#### WHAT TO DO
How many lines in the rows below contain the string "door"? Reply with the number alone.

-- START OF PROVIDED RECORDS --

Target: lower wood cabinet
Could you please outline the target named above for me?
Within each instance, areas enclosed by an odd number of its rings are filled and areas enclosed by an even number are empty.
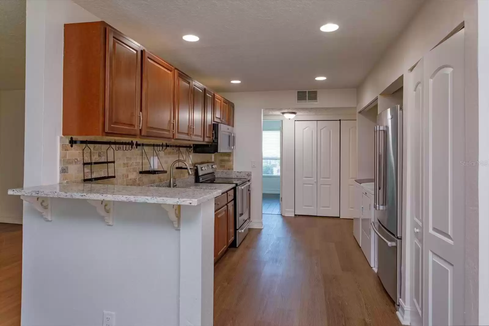
[[[217,261],[227,248],[227,206],[214,213],[214,261]]]
[[[234,240],[234,189],[214,199],[214,262]]]
[[[234,202],[227,204],[227,245],[234,240]]]

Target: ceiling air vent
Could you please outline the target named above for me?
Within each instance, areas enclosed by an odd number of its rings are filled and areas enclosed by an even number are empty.
[[[317,91],[297,91],[296,103],[317,103]]]

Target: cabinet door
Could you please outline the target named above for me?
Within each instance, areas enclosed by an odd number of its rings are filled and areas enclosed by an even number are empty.
[[[204,87],[195,81],[192,82],[192,140],[202,141],[204,140],[204,106],[205,102],[205,90]]]
[[[138,135],[141,47],[111,28],[107,29],[106,44],[105,131]]]
[[[225,98],[222,99],[222,106],[221,109],[221,122],[228,124],[228,117],[229,115],[229,102]]]
[[[192,134],[192,79],[178,70],[175,75],[175,139],[190,140]]]
[[[234,240],[234,202],[227,204],[227,245]]]
[[[222,118],[222,98],[217,94],[214,94],[214,121],[221,122]]]
[[[214,215],[214,260],[221,257],[227,248],[227,207]]]
[[[205,90],[205,119],[204,141],[212,141],[212,123],[214,122],[214,93]]]
[[[143,136],[173,138],[173,67],[143,50]]]
[[[228,119],[228,124],[231,127],[234,127],[234,103],[229,102],[229,118]]]

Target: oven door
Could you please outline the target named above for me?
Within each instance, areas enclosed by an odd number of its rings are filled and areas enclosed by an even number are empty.
[[[218,152],[232,152],[236,142],[236,136],[233,127],[222,123],[215,123],[214,131],[217,135]]]
[[[236,214],[237,229],[239,229],[243,223],[249,218],[250,201],[248,192],[251,185],[251,183],[248,181],[238,187],[236,203],[238,206],[238,213]]]

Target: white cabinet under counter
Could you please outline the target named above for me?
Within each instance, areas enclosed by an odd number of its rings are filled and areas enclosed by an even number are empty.
[[[371,267],[376,266],[375,233],[371,223],[375,223],[374,183],[371,179],[355,180],[355,206],[357,211],[354,219],[354,234]]]

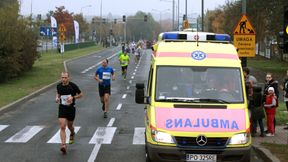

-- END OF PROVIDED RECORDS --

#### SOLUTION TO THIS TASK
2